### Do this
Rename "habitat tally" to "field survey" in every one of the items below, leaving all other wording untouched and omitting the pictures from your answer.

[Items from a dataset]
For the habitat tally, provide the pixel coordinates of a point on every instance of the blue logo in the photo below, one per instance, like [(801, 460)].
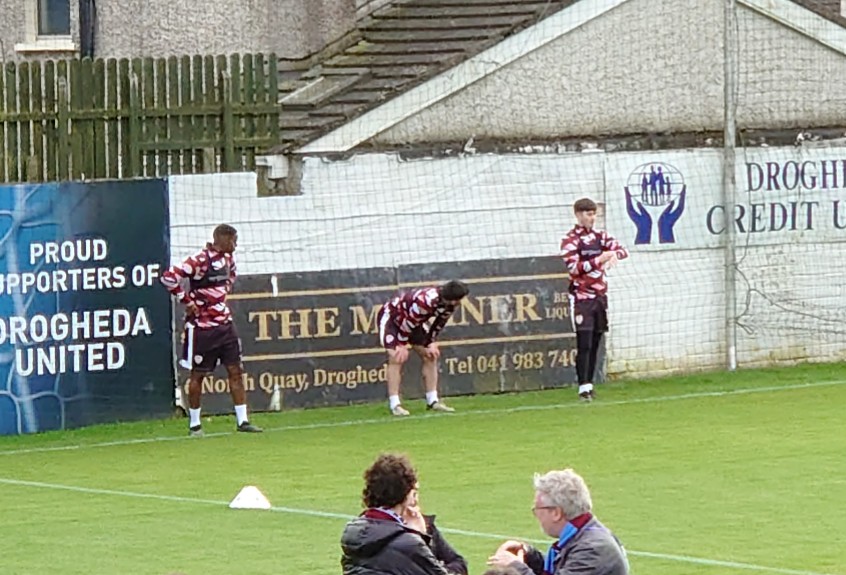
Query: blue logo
[(659, 189)]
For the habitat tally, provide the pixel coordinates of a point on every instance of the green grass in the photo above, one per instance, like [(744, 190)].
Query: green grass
[(755, 477)]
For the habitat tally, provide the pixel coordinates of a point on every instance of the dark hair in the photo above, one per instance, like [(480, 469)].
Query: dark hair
[(454, 290), (388, 481), (224, 230), (584, 205), (502, 571)]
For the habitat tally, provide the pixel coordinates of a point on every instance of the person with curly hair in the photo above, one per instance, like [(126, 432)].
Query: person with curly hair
[(391, 536)]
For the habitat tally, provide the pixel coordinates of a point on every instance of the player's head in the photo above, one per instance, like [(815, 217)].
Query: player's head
[(225, 238), (585, 210), (453, 291), (389, 482), (559, 497)]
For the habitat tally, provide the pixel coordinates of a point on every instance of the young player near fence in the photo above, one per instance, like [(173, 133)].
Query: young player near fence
[(210, 336), (415, 318), (588, 253)]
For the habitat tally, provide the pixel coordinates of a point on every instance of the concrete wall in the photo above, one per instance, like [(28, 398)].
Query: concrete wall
[(667, 301), (291, 28), (644, 67)]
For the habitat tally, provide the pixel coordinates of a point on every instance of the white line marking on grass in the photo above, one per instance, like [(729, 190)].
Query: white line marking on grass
[(345, 517), (394, 420)]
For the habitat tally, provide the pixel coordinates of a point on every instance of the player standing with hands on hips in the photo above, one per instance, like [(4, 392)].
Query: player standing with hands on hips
[(210, 336), (588, 253)]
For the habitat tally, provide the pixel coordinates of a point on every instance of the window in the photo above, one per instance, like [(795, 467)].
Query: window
[(48, 27), (54, 17)]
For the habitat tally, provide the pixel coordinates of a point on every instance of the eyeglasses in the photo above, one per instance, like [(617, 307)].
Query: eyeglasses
[(537, 507)]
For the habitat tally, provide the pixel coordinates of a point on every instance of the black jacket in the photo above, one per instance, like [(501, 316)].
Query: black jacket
[(381, 546), (443, 551)]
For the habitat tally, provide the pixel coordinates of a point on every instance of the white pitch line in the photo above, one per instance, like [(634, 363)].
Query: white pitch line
[(393, 420), (345, 517)]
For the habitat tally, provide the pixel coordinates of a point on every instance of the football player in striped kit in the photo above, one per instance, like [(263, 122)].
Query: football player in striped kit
[(210, 336), (415, 318), (588, 253)]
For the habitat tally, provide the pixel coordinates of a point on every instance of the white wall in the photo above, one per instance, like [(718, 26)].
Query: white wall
[(667, 300), (648, 67)]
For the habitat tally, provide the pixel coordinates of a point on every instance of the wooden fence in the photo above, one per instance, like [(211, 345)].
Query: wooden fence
[(143, 117)]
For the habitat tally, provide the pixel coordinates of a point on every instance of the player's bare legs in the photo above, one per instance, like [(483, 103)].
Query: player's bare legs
[(430, 356), (239, 398), (195, 393), (396, 359)]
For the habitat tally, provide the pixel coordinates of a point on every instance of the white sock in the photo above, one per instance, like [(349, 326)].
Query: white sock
[(194, 414), (241, 413)]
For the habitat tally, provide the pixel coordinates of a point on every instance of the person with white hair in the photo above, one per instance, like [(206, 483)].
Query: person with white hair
[(584, 546)]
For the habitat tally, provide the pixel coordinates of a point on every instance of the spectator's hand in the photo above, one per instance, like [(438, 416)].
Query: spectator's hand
[(504, 558), (414, 518), (191, 309), (399, 354), (511, 546)]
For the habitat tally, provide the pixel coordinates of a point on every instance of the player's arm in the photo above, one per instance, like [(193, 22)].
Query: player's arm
[(610, 244), (438, 324), (232, 272), (173, 276), (576, 265), (418, 312)]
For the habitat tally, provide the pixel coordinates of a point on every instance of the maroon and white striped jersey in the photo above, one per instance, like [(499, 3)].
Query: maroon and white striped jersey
[(579, 249), (210, 275), (415, 308)]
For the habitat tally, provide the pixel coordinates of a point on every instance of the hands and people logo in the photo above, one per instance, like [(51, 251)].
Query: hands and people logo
[(655, 189)]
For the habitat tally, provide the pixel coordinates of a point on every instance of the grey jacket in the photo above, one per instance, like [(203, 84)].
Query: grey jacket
[(592, 551)]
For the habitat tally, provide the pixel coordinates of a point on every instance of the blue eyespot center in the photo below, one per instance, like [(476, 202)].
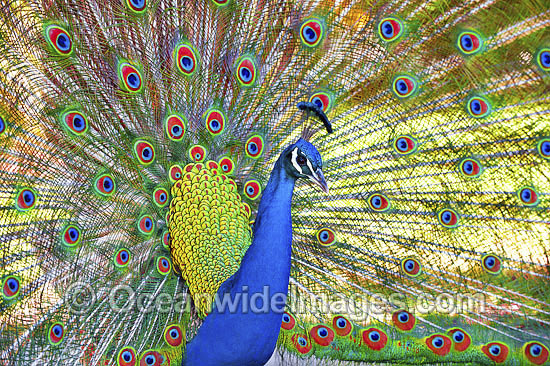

### Answer
For the field survey, provide the pixel coordinates of a point on every instance of the blue logo in the photo below, one per instance, like [(801, 460)].
Query: blue logo
[(659, 189)]
For the field survey, provide the pixel coordinates of a point on every instance of the green grass in the photo above, one per instance, like [(744, 190)].
Query: green grass
[(755, 477)]
For the field survey, provide the pixel coordinates of a point on every instance of the dark hair in the photo above, one per instance, like [(480, 469)].
Query: dark hair
[(454, 290), (388, 481), (224, 230), (584, 205), (502, 571)]
For the field survey, provide the pixel coordinates of a point on every instance of the person with curly hair in the photo above, one per instance, like [(126, 432)].
Query: person with curly hair
[(391, 536)]
For the field survey, provide the pixel coordinates of a point on every instance of the player's head in the photo above, one per instance, like [(815, 217)].
Query: player's head
[(225, 238), (585, 210), (453, 291), (389, 482), (559, 497)]
For the field survey, provide the pixel coordinates of a point on every instance of the young player near fence in the photo above, one per instance, like [(173, 133)].
Query: young player near fence
[(210, 336), (415, 318), (588, 253)]
For the field survey, provide the pixel coordinates of a point on every instance of the concrete wall in the photo above, one per instance, like [(28, 398)].
Query: concrete wall
[(667, 301), (291, 28), (644, 67)]
For the field survey, provide the pixel coordinates of a point on every instance of the white line marking on grass in the photo above, one per instance, like [(729, 190)].
Query: white line marking on grass
[(345, 517), (394, 420)]
For the field survey, provide the pixel coordinates of a point on every instance of the player standing with hands on hips in the photo above, one per instance, like [(4, 392)].
Query: player standing with hands on hips
[(210, 336), (588, 253)]
For the field survey, provide the pixel coordinates of a point on every instance of the window in the photo above, one per instance, like [(795, 467)].
Query: window
[(48, 27), (54, 17)]
For the field survey, provide the pixel coordinates of a point on every instance of the eyeglasses in the photo above, one per instance, like [(617, 307)].
Query: eyeglasses
[(537, 507)]
For the field survey, provide the pixel coordinates of a point on every instance of the black jacket in the photo above, one per instance, like [(501, 316)].
Query: black jacket
[(381, 546), (443, 551)]
For the field survey, provide the pixel coordinates of a point on every instance of the white pitch line in the photo above, one per instance, like [(634, 363)].
Query: white pitch line
[(393, 420), (345, 517)]
For the field survey, provide the pixel coordinates of a point on every instance of the football player in striped kit in the photo above, one per instance, like [(263, 122)].
Query: football player in striped kit
[(210, 336), (415, 318), (588, 253)]
For the field survey, provide the pixel coordinates of a point on every instance of the white wall in the photo above, one per instance, like [(718, 26)].
Query: white wall
[(667, 300), (648, 67)]
For the field survey, provide the pixel coordinates of a point on every instance of the wooden fence in the photo above, one per instance, like [(211, 345)].
Query: wooden fence
[(143, 117)]
For the field survey, provide the pixel coordinates of a point on every instance of the player's bare legs in the photo above, one per instance, like [(483, 103)].
Query: player's bare legs
[(430, 356), (239, 398), (195, 393), (396, 359)]
For the field survey, provide the pixel coordinates of a point on every instance of the white sock in the photo above, one per instance, like [(349, 326)].
Query: white sock
[(194, 414), (241, 413)]
For the field survey, provide the pixel coordinates of a point on every instance of the person with white hair in the photo above, one per instance, like [(206, 483)].
Query: person with white hair
[(584, 546)]
For the field survey, provide the pixel coordinates of a point on every instance of the spectator's hand in the photo above, one per instance, like [(438, 416)].
Query: spectator's hand
[(504, 558), (414, 518), (191, 309), (399, 354), (511, 546)]
For the field survey, provide the pixel coordinates of a point on every instance of the player's arm in the photo above, one per instance, like [(193, 22)].
Query: player's arm
[(610, 244), (438, 324), (232, 272), (173, 276), (576, 265), (418, 312)]
For the field survey, provide the pixel coordinates of a point on every instance of the maroon and white striped jersey in the photo above, one per instance, like [(499, 3)].
Query: maroon and white striped jersey
[(579, 249), (210, 275), (415, 308)]
For the field survey, provide the pixel coordinates of a point on every instance of the hands and people logo in the photo above, one per instance, like [(51, 251)].
Query: hands and people logo
[(655, 189)]
For the field survey, provide the pixel coordinates of a point on every instance of the grey jacket in the photo above, one per instance, like [(203, 84)].
Query: grey jacket
[(592, 551)]
For the field survey, provide the pixel coordinates of a point on every instance of the blue eyespot center in the photo below, one per instance, like [(476, 202)].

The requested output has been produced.